* How to complete this task: Lines in the listing below that hold "print" are the ones to copy.

* Information supplied:
──────

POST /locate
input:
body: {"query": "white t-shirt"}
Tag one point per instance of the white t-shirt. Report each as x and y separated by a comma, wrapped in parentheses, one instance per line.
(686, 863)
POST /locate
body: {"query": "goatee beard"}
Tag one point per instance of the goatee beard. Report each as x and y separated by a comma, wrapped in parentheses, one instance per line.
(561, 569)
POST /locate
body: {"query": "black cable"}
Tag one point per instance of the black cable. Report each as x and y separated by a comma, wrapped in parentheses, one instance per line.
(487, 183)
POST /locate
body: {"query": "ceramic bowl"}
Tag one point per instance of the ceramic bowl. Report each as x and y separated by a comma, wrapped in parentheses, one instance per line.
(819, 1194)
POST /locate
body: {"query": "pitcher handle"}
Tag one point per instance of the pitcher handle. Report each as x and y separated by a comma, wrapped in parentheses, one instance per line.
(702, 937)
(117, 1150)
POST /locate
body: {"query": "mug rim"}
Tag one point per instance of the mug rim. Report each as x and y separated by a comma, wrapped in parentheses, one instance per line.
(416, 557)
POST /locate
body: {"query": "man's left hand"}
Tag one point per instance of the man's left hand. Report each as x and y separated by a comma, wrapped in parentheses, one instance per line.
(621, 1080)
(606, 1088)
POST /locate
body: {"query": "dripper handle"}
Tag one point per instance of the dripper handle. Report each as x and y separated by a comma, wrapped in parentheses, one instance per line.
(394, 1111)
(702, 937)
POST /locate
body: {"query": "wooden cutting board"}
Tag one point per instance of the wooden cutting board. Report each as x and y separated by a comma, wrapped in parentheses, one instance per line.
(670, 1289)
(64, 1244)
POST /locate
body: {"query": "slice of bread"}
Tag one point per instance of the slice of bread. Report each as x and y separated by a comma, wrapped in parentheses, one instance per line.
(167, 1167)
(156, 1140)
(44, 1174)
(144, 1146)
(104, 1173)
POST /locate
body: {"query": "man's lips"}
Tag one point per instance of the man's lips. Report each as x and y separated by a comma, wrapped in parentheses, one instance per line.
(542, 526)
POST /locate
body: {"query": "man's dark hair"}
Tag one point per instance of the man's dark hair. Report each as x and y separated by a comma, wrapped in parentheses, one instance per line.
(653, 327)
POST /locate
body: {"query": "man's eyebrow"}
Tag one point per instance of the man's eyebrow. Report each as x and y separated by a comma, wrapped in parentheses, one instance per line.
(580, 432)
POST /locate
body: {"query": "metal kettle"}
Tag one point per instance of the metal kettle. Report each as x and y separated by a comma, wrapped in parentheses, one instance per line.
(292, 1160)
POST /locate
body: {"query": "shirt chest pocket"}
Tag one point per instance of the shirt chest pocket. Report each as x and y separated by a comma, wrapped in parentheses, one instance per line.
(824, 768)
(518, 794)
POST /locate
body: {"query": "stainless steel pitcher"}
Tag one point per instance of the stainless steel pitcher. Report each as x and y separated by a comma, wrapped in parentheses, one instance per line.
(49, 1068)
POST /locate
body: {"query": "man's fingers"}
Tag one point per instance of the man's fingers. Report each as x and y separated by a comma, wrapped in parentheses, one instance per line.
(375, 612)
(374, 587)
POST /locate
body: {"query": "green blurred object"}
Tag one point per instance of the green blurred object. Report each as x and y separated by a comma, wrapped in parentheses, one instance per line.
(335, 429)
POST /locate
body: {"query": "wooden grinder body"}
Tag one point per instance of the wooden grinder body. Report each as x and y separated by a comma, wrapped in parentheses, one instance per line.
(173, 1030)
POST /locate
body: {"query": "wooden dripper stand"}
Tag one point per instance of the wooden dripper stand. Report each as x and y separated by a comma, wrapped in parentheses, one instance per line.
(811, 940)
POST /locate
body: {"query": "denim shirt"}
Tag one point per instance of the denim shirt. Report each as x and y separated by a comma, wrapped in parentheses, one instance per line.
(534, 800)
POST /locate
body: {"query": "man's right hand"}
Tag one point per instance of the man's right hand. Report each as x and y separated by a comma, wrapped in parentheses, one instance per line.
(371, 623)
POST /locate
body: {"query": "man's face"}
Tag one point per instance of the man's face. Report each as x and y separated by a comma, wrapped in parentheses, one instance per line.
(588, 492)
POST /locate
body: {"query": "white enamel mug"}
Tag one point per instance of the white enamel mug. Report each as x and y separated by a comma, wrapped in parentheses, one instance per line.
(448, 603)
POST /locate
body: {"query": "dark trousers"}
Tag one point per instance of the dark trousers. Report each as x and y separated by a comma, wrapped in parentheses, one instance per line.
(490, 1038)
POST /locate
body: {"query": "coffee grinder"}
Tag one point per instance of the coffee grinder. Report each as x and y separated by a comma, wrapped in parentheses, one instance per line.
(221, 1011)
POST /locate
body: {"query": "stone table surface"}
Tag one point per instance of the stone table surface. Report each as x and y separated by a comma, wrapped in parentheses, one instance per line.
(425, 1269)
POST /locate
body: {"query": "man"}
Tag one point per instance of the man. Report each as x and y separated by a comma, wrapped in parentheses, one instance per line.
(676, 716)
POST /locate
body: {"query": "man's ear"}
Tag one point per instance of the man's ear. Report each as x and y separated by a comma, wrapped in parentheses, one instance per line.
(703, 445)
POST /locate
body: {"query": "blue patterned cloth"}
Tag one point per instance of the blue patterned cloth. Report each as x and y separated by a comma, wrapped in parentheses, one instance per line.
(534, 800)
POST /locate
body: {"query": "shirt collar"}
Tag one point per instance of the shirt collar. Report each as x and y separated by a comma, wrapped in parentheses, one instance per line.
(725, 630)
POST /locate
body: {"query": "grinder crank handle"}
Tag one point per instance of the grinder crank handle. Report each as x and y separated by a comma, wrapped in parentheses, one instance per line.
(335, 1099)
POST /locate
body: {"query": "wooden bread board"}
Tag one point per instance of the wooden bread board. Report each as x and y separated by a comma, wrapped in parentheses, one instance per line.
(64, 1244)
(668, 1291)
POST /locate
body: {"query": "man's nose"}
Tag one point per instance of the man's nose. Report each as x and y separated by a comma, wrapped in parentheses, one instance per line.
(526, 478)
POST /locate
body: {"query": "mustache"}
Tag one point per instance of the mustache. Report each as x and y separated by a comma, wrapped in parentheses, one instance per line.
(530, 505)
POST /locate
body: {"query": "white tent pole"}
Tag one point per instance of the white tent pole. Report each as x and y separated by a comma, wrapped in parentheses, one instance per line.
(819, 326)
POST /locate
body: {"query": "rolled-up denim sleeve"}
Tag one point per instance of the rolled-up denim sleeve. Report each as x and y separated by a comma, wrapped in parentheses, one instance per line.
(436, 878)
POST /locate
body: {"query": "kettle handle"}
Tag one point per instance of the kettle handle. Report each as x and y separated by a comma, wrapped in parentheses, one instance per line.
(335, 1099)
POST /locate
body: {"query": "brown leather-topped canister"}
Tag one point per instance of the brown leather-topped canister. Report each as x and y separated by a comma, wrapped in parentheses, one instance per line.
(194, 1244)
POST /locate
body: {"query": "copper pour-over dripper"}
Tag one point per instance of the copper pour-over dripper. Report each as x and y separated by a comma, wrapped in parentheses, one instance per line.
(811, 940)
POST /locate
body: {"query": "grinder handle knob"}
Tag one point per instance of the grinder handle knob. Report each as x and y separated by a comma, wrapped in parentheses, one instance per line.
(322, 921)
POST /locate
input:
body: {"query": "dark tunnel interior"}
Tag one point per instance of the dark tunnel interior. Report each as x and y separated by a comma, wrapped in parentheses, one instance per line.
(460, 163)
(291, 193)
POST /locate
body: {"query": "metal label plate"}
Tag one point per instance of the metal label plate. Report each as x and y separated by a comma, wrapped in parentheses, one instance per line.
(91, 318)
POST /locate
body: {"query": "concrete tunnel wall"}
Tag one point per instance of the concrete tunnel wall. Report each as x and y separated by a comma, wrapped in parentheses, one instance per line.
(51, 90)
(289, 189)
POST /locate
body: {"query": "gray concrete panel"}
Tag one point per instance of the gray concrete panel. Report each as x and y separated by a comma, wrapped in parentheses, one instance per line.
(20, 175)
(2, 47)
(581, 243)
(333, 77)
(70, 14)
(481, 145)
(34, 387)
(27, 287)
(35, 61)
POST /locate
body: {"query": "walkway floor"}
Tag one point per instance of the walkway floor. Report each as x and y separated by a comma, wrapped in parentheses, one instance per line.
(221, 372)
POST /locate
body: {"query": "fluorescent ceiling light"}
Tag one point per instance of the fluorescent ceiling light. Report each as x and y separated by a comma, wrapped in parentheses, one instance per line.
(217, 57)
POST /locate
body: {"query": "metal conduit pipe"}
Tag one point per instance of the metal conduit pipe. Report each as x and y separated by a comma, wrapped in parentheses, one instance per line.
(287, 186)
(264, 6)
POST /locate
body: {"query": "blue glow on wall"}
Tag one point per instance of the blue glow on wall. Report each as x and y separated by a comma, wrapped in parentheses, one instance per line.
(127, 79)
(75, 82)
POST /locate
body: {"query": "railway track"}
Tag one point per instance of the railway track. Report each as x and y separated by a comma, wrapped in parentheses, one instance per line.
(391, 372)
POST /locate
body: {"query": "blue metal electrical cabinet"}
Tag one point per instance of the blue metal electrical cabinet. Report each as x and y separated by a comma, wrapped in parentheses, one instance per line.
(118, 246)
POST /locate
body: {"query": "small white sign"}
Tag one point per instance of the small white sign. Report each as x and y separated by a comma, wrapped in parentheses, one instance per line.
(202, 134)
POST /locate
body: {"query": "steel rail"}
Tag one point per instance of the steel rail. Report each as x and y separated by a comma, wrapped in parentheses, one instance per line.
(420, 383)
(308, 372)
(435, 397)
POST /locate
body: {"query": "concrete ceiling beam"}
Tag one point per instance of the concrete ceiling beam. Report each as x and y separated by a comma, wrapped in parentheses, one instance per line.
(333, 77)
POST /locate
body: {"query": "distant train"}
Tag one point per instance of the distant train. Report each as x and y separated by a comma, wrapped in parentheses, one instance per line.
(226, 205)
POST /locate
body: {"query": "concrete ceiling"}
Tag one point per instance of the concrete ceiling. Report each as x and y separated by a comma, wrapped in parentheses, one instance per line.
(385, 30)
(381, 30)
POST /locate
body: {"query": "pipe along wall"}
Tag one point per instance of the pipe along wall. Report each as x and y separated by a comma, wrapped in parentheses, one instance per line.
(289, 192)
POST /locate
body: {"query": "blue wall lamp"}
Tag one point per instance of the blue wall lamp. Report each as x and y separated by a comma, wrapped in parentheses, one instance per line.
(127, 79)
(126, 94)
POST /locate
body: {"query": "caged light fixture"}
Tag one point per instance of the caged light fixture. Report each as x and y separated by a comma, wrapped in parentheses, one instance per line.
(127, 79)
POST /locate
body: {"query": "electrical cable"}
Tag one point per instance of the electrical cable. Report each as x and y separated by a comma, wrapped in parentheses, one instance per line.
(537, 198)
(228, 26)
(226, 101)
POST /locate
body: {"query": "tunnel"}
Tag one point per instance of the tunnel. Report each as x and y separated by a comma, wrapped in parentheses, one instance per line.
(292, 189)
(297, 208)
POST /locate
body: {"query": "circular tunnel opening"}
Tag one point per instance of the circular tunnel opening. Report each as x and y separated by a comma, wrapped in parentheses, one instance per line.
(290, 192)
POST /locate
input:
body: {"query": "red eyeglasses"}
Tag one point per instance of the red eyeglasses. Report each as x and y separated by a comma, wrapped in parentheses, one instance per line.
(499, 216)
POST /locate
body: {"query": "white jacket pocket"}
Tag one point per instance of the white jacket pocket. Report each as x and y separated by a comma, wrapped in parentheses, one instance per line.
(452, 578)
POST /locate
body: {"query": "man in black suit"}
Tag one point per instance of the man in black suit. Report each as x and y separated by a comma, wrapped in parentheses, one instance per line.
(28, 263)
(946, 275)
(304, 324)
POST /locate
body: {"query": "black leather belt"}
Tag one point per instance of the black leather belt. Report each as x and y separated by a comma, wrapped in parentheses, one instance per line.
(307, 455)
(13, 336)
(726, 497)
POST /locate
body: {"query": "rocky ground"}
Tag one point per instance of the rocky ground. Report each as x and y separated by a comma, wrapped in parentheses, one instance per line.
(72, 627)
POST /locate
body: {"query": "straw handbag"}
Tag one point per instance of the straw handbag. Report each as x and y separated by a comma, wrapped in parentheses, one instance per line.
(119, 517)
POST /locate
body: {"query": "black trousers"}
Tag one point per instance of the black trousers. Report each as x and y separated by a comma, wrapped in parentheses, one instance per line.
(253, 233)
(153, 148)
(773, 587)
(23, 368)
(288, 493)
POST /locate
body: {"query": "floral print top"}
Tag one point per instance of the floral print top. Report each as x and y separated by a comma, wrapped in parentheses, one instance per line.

──────

* Output below:
body: {"query": "floral print top"}
Tag one point per instance of the floral print top. Report each as x and y separated by a comma, wrapped in parentheses, one instance per line.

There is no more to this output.